◆ To-do item ◆
Count the lines of the records below that contain the string "negative", treating uppercase and lowercase as different, and reply with that number alone.

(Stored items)
# # #

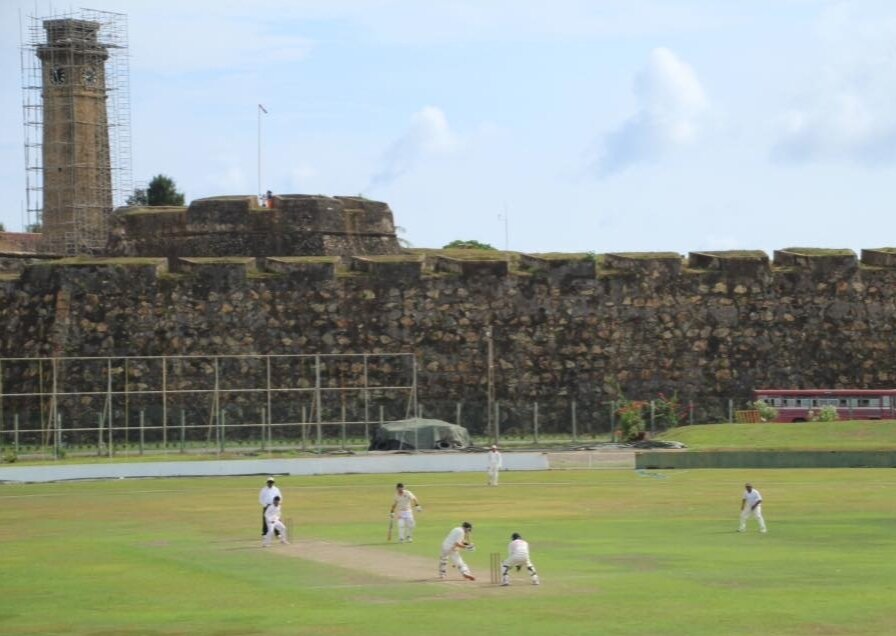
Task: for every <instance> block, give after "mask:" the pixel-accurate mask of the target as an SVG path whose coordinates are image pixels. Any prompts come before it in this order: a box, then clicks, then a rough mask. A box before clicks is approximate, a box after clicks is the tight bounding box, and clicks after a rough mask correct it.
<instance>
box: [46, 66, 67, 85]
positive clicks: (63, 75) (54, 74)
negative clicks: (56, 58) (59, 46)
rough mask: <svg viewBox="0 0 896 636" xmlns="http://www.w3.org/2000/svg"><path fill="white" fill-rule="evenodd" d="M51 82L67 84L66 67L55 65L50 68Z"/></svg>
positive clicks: (53, 82) (57, 83)
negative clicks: (57, 65)
mask: <svg viewBox="0 0 896 636" xmlns="http://www.w3.org/2000/svg"><path fill="white" fill-rule="evenodd" d="M50 82H51V83H52V84H55V85H56V86H61V85H62V84H65V69H64V68H62V67H61V66H56V67H53V68H52V69H51V70H50Z"/></svg>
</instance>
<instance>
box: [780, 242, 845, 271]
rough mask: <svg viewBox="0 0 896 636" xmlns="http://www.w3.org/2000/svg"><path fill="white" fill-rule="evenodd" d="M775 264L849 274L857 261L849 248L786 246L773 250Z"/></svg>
mask: <svg viewBox="0 0 896 636" xmlns="http://www.w3.org/2000/svg"><path fill="white" fill-rule="evenodd" d="M775 266H776V267H788V268H794V269H802V270H806V271H809V272H812V273H813V274H821V275H830V274H849V273H852V272H854V271H855V270H856V269H857V268H858V266H859V261H858V258H857V257H856V253H855V252H853V251H852V250H850V249H820V248H808V247H788V248H785V249H783V250H775Z"/></svg>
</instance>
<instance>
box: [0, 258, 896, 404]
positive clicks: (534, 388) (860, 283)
mask: <svg viewBox="0 0 896 636" xmlns="http://www.w3.org/2000/svg"><path fill="white" fill-rule="evenodd" d="M346 261H348V262H346ZM178 265H179V270H178V271H177V272H172V268H170V267H169V264H168V261H167V260H166V259H165V258H109V259H67V260H60V261H54V262H45V263H34V264H31V265H29V266H27V267H26V268H25V269H24V271H23V272H22V273H21V274H20V275H15V274H8V275H6V276H5V277H4V278H3V279H0V325H2V331H0V337H2V342H0V344H2V346H0V355H2V356H4V357H11V356H27V357H45V356H107V355H108V356H124V355H163V354H216V353H219V354H234V353H342V352H395V351H403V352H415V353H416V354H417V359H418V363H419V365H420V366H419V371H418V377H417V381H418V385H419V390H420V400H421V402H422V403H423V404H425V405H426V408H427V409H428V411H427V412H428V414H429V415H432V416H437V417H443V418H445V419H453V414H454V404H455V402H456V401H464V402H466V403H467V404H471V405H472V404H476V405H479V406H480V407H481V406H482V405H484V402H485V395H486V383H487V377H488V370H487V365H488V361H487V360H488V359H487V354H486V352H487V342H486V330H487V327H491V333H492V338H493V347H494V378H495V389H496V397H497V399H498V400H500V401H501V402H502V403H504V404H505V405H507V407H508V408H509V409H511V410H512V409H513V407H514V405H516V406H519V407H520V408H522V405H529V404H531V403H532V402H533V401H536V400H538V401H539V402H540V403H542V404H549V403H550V402H552V401H564V403H566V402H568V400H569V399H571V398H575V399H576V400H577V404H578V405H579V413H580V416H581V417H583V418H584V417H587V415H588V413H591V412H595V411H596V410H598V409H605V406H602V404H603V402H604V401H605V400H608V399H613V398H615V397H617V395H618V392H619V391H620V390H621V391H623V392H624V393H625V394H626V395H628V396H630V397H646V396H654V395H656V394H657V393H659V392H666V393H672V392H677V393H678V394H679V395H680V396H681V397H682V398H685V399H688V398H692V399H695V400H700V399H701V398H706V397H715V396H726V397H748V396H749V394H750V391H751V390H752V389H753V388H756V387H794V388H795V387H867V388H875V387H892V386H894V385H896V249H894V248H883V249H866V250H863V252H862V255H861V259H858V258H857V257H856V255H855V254H854V253H853V252H851V251H850V250H819V249H799V248H791V249H786V250H780V251H776V252H775V254H774V259H773V261H771V260H770V259H769V257H768V256H767V255H766V254H765V253H763V252H707V253H703V252H701V253H691V254H690V255H689V256H688V257H687V258H682V257H681V256H679V255H677V254H671V253H659V254H657V253H652V254H650V253H648V254H606V255H598V256H597V257H594V256H593V255H585V254H566V255H563V254H543V255H537V254H532V255H527V254H522V255H517V254H505V253H501V252H496V253H494V254H492V253H487V252H485V253H484V252H462V251H457V252H449V251H438V250H436V251H427V250H417V251H411V252H409V253H405V254H394V255H386V256H383V255H379V256H377V255H367V256H355V257H353V258H351V259H343V258H339V257H337V256H313V257H301V256H277V257H271V256H267V257H251V256H250V257H240V258H236V257H231V258H222V257H191V258H185V259H180V260H179V261H178ZM468 412H469V411H468ZM480 415H481V413H480ZM720 415H721V414H720Z"/></svg>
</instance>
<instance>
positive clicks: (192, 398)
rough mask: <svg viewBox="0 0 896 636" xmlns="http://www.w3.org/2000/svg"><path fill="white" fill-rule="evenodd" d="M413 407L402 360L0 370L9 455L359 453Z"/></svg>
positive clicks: (137, 362) (142, 364)
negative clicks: (245, 452) (248, 452)
mask: <svg viewBox="0 0 896 636" xmlns="http://www.w3.org/2000/svg"><path fill="white" fill-rule="evenodd" d="M416 404H417V399H416V367H415V360H414V356H413V354H407V353H397V354H331V355H235V356H161V357H122V358H48V359H36V358H4V359H0V447H2V449H3V451H4V452H8V453H9V452H11V453H14V454H15V455H17V456H18V455H36V456H47V455H49V456H53V457H56V458H59V457H63V456H65V455H67V454H72V455H79V454H80V455H84V454H96V455H100V456H115V455H127V454H141V455H142V454H150V453H169V452H191V453H224V452H240V451H242V452H247V451H248V452H251V451H258V450H275V449H277V448H281V449H303V450H314V451H322V450H332V449H346V448H349V447H366V445H367V443H368V440H369V439H370V436H371V432H372V430H373V429H374V428H375V427H376V426H378V425H379V424H380V423H381V422H385V421H392V420H400V419H406V418H408V417H411V416H412V415H413V414H414V413H415V412H416V411H417V406H416Z"/></svg>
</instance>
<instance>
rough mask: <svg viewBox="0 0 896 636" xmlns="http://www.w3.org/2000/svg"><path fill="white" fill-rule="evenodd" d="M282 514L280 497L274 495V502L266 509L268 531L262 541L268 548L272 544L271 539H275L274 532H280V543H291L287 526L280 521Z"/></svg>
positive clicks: (279, 532) (264, 515)
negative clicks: (287, 530) (281, 513)
mask: <svg viewBox="0 0 896 636" xmlns="http://www.w3.org/2000/svg"><path fill="white" fill-rule="evenodd" d="M280 515H281V510H280V497H274V501H273V503H271V505H270V506H268V507H267V509H265V511H264V517H265V521H267V524H268V533H267V534H266V535H264V539H263V540H262V542H261V545H262V547H264V548H267V547H269V546H270V545H271V541H273V539H274V532H278V533H279V534H280V543H289V541H287V540H286V526H285V525H284V524H283V522H282V521H280Z"/></svg>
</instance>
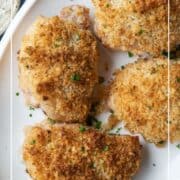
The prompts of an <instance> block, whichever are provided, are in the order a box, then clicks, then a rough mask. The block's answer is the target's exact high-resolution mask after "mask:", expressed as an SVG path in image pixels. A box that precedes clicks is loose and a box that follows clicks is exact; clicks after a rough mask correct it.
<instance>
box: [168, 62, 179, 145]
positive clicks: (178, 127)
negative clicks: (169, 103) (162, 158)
mask: <svg viewBox="0 0 180 180" xmlns="http://www.w3.org/2000/svg"><path fill="white" fill-rule="evenodd" d="M170 69H171V73H170V84H171V89H170V97H171V98H170V102H171V103H170V105H171V106H170V135H171V136H170V137H171V141H172V142H174V141H180V61H175V62H173V63H172V64H171V66H170Z"/></svg>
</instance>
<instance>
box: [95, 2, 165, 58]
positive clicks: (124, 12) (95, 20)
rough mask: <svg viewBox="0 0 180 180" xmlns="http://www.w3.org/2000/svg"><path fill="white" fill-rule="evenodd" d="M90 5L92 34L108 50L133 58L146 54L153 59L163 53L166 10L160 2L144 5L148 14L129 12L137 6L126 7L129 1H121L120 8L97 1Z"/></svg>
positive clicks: (164, 38)
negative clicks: (122, 51) (150, 5)
mask: <svg viewBox="0 0 180 180" xmlns="http://www.w3.org/2000/svg"><path fill="white" fill-rule="evenodd" d="M93 2H94V4H95V7H96V12H95V32H96V34H97V36H98V37H99V38H100V40H101V41H102V43H103V44H104V45H105V46H107V47H108V48H111V49H115V50H123V51H131V52H133V53H135V54H142V53H149V54H150V55H153V56H159V55H161V54H162V51H164V50H166V51H167V49H168V48H167V42H168V19H167V17H168V9H167V4H166V3H162V2H163V1H162V2H157V3H158V4H159V5H157V4H156V6H152V5H151V6H152V7H151V8H150V7H149V6H150V4H153V2H155V1H148V2H149V6H147V9H148V10H147V11H144V12H143V13H139V12H135V11H131V9H132V8H133V7H134V6H135V7H136V6H137V3H135V4H132V5H129V6H128V5H127V4H126V2H127V3H129V1H122V3H125V4H123V6H117V5H116V6H115V5H114V6H113V4H111V3H109V4H108V3H103V2H102V1H99V0H94V1H93ZM117 2H118V3H119V2H121V1H117ZM136 2H142V1H136ZM144 3H145V2H144ZM139 4H141V3H139ZM133 5H134V6H133ZM141 5H142V4H141ZM141 5H139V6H141ZM139 6H138V8H139ZM142 6H143V7H144V5H142Z"/></svg>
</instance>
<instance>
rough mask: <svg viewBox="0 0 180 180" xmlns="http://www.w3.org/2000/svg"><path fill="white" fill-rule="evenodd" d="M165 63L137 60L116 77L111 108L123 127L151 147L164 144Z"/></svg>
mask: <svg viewBox="0 0 180 180" xmlns="http://www.w3.org/2000/svg"><path fill="white" fill-rule="evenodd" d="M167 72H168V68H167V61H166V60H164V59H153V60H138V61H137V62H136V63H133V64H129V65H127V66H126V67H125V69H124V70H119V71H118V72H117V73H116V75H115V80H114V81H113V82H112V85H111V89H110V106H111V108H112V109H113V110H114V113H115V115H116V116H117V117H118V119H120V120H124V122H125V123H126V127H127V128H128V129H129V130H130V131H132V132H134V133H140V134H142V135H143V136H144V138H145V139H146V140H147V141H149V142H153V143H159V142H161V141H166V140H167V127H168V124H167V100H168V97H167V88H168V85H167V82H168V81H167Z"/></svg>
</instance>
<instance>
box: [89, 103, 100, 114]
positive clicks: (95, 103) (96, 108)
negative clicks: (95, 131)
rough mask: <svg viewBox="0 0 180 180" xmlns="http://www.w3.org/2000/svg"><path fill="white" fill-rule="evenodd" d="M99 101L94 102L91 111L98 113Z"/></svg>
mask: <svg viewBox="0 0 180 180" xmlns="http://www.w3.org/2000/svg"><path fill="white" fill-rule="evenodd" d="M98 105H99V102H94V103H93V104H92V106H91V112H93V113H96V110H97V107H98Z"/></svg>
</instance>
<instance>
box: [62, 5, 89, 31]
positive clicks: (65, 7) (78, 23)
mask: <svg viewBox="0 0 180 180" xmlns="http://www.w3.org/2000/svg"><path fill="white" fill-rule="evenodd" d="M60 18H61V19H64V20H65V21H68V22H71V23H72V22H73V23H75V24H76V25H78V26H79V28H82V29H88V28H89V26H90V18H89V9H88V8H85V7H82V6H79V5H72V6H68V7H65V8H63V9H62V11H61V12H60Z"/></svg>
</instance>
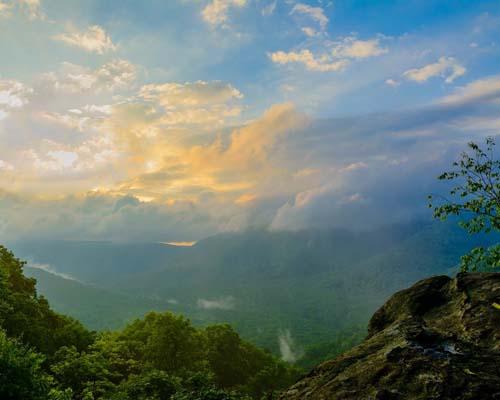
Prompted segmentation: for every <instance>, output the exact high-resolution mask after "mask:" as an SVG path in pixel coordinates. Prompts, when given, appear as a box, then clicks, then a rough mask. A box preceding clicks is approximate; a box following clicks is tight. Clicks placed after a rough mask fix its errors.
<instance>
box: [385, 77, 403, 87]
mask: <svg viewBox="0 0 500 400" xmlns="http://www.w3.org/2000/svg"><path fill="white" fill-rule="evenodd" d="M385 84H386V85H389V86H392V87H397V86H399V85H401V82H399V81H397V80H395V79H392V78H389V79H386V80H385Z"/></svg>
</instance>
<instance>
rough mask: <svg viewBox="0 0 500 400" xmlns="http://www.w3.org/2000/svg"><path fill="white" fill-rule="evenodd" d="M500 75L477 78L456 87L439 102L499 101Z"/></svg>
mask: <svg viewBox="0 0 500 400" xmlns="http://www.w3.org/2000/svg"><path fill="white" fill-rule="evenodd" d="M499 96H500V75H495V76H490V77H488V78H484V79H478V80H476V81H473V82H471V83H469V84H467V85H466V86H464V87H461V88H458V89H457V90H456V91H455V93H453V94H451V95H449V96H446V97H444V98H443V99H441V100H440V101H439V102H440V103H443V104H459V103H469V102H480V101H496V102H497V103H498V102H499V100H498V98H499Z"/></svg>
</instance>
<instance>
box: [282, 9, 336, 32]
mask: <svg viewBox="0 0 500 400" xmlns="http://www.w3.org/2000/svg"><path fill="white" fill-rule="evenodd" d="M290 14H302V15H306V16H308V17H309V18H311V19H312V20H314V21H315V22H317V23H318V24H319V26H320V28H321V30H322V31H324V30H325V29H326V26H327V25H328V17H327V16H326V15H325V12H324V10H323V9H322V8H321V7H312V6H310V5H307V4H303V3H298V4H295V6H293V8H292V11H291V12H290Z"/></svg>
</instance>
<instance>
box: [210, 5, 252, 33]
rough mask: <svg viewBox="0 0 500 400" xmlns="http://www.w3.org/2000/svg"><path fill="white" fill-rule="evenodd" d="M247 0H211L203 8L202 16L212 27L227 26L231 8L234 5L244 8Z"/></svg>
mask: <svg viewBox="0 0 500 400" xmlns="http://www.w3.org/2000/svg"><path fill="white" fill-rule="evenodd" d="M246 5H247V0H211V1H210V2H209V3H208V4H207V5H206V6H205V7H204V8H203V10H202V13H201V15H202V17H203V19H204V20H205V22H207V23H208V24H209V25H211V26H212V27H217V26H225V24H226V22H227V20H228V18H229V10H230V8H233V7H238V8H242V7H245V6H246Z"/></svg>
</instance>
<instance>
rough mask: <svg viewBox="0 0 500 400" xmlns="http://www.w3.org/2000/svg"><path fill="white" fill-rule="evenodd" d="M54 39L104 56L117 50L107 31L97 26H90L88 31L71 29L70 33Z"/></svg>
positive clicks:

# # #

◆ Your solution ◆
7